**Directions:**
Print the whole listing below again, exactly as given.

**Given data:**

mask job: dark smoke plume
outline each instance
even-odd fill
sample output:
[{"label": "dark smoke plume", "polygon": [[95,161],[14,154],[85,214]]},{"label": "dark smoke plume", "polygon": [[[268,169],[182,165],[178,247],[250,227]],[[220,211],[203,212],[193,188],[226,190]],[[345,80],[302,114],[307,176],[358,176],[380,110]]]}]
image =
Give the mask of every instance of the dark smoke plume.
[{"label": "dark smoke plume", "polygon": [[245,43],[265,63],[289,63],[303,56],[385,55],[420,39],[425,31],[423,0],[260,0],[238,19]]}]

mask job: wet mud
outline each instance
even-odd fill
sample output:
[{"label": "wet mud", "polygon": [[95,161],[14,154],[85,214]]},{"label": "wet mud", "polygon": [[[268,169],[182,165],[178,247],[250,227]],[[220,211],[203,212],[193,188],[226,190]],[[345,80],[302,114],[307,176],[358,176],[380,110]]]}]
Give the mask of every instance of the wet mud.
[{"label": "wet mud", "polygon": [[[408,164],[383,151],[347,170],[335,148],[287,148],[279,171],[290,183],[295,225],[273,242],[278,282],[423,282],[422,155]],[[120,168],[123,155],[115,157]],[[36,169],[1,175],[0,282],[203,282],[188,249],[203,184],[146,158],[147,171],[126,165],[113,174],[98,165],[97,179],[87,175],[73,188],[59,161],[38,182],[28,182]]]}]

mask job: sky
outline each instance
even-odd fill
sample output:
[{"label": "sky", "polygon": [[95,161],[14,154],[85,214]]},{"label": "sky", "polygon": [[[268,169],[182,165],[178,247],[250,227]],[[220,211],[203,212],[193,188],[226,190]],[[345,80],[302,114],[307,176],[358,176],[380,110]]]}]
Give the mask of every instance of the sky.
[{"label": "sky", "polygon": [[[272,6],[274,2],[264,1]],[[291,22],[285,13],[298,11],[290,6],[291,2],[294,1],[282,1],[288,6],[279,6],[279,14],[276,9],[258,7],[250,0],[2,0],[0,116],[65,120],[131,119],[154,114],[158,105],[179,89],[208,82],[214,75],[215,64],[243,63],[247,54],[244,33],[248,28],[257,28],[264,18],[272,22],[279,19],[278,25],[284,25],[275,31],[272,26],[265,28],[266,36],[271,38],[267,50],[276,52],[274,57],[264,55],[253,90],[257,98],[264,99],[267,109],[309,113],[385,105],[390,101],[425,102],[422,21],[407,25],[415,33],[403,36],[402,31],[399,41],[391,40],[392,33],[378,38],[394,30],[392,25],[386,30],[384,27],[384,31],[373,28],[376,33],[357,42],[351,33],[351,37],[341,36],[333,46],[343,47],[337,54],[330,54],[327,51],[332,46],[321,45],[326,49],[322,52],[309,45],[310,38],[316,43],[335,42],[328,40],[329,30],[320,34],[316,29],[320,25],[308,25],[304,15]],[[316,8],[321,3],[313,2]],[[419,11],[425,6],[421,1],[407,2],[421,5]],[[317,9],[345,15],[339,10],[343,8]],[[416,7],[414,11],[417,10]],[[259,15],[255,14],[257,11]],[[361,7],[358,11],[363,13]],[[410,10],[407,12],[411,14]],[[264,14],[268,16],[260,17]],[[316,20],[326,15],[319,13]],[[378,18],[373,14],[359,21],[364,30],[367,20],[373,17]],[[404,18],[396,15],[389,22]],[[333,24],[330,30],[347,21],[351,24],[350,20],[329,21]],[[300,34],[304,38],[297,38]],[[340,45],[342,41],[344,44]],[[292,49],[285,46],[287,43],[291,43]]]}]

**Task output:**
mask job: dark smoke plume
outline each instance
even-odd fill
sample output:
[{"label": "dark smoke plume", "polygon": [[95,161],[14,154],[85,214]]},{"label": "dark smoke plume", "polygon": [[[268,169],[182,165],[178,247],[250,227]],[[220,211],[203,212],[193,188],[226,190]],[[345,80],[302,114],[307,176],[358,176],[380,110]]]}]
image =
Give the mask of every instance of the dark smoke plume.
[{"label": "dark smoke plume", "polygon": [[245,43],[265,63],[289,63],[303,56],[385,55],[420,39],[425,31],[423,0],[260,0],[238,19]]}]

mask job: wet mud
outline each instance
even-odd fill
sample output:
[{"label": "wet mud", "polygon": [[95,161],[14,154],[85,214]]},{"label": "wet mud", "polygon": [[[268,169],[182,165],[178,247],[250,227]],[[220,211],[203,212],[193,188],[226,190]],[[345,80],[302,114],[307,176],[358,176],[380,110]]]}]
Give the mask of every instance of the wet mud.
[{"label": "wet mud", "polygon": [[[408,164],[383,151],[347,170],[335,148],[287,148],[279,171],[290,183],[295,225],[273,242],[278,282],[423,282],[422,155]],[[120,168],[123,155],[115,157]],[[36,169],[1,175],[0,282],[203,282],[188,249],[203,184],[146,158],[147,171],[126,165],[113,174],[98,165],[97,179],[87,175],[73,188],[59,161],[38,182],[28,182]]]}]

mask job: sky
outline each instance
even-odd fill
sample output:
[{"label": "sky", "polygon": [[95,161],[14,154],[85,214]]},{"label": "sky", "polygon": [[[268,169],[182,165],[178,247],[250,227]],[[220,211],[203,212],[193,188],[226,190]],[[345,80],[302,114],[307,176],[358,176],[380,110]]]}]
Give the mask of every instance of the sky.
[{"label": "sky", "polygon": [[[272,6],[274,2],[264,1]],[[291,22],[285,13],[298,11],[290,6],[291,2],[294,1],[282,1],[288,6],[279,6],[279,14],[276,9],[258,7],[250,0],[2,0],[0,116],[65,120],[131,119],[154,114],[158,105],[179,89],[208,82],[214,75],[215,64],[243,63],[247,54],[244,33],[248,28],[257,28],[264,18],[272,22],[279,19],[278,25],[284,25],[275,31],[272,26],[265,28],[266,36],[271,38],[267,50],[276,52],[274,57],[264,55],[253,90],[257,98],[264,99],[267,109],[309,113],[385,105],[390,101],[425,102],[422,21],[407,25],[415,33],[403,36],[402,31],[399,41],[391,40],[392,33],[378,38],[394,30],[392,25],[386,30],[384,27],[384,31],[373,28],[376,33],[357,42],[351,33],[351,37],[341,36],[333,46],[343,47],[337,54],[330,54],[327,51],[332,46],[321,45],[326,49],[322,52],[309,45],[310,38],[316,43],[335,42],[328,40],[329,30],[320,34],[316,29],[320,25],[308,25],[304,15]],[[316,8],[321,3],[313,2]],[[419,11],[425,6],[421,1],[407,2],[421,5]],[[317,9],[345,15],[339,10],[343,8]],[[416,7],[414,11],[417,10]],[[259,15],[255,14],[257,11]],[[361,7],[358,11],[363,13]],[[410,10],[407,12],[411,14]],[[264,14],[268,16],[260,17]],[[316,20],[326,15],[319,13]],[[378,18],[373,14],[359,21],[364,30],[367,20],[373,17]],[[404,18],[396,15],[389,22]],[[333,24],[330,30],[347,21],[351,24],[350,20],[329,21]],[[300,34],[304,38],[297,38]],[[340,45],[342,41],[344,44]],[[292,49],[285,46],[287,43],[291,43]]]}]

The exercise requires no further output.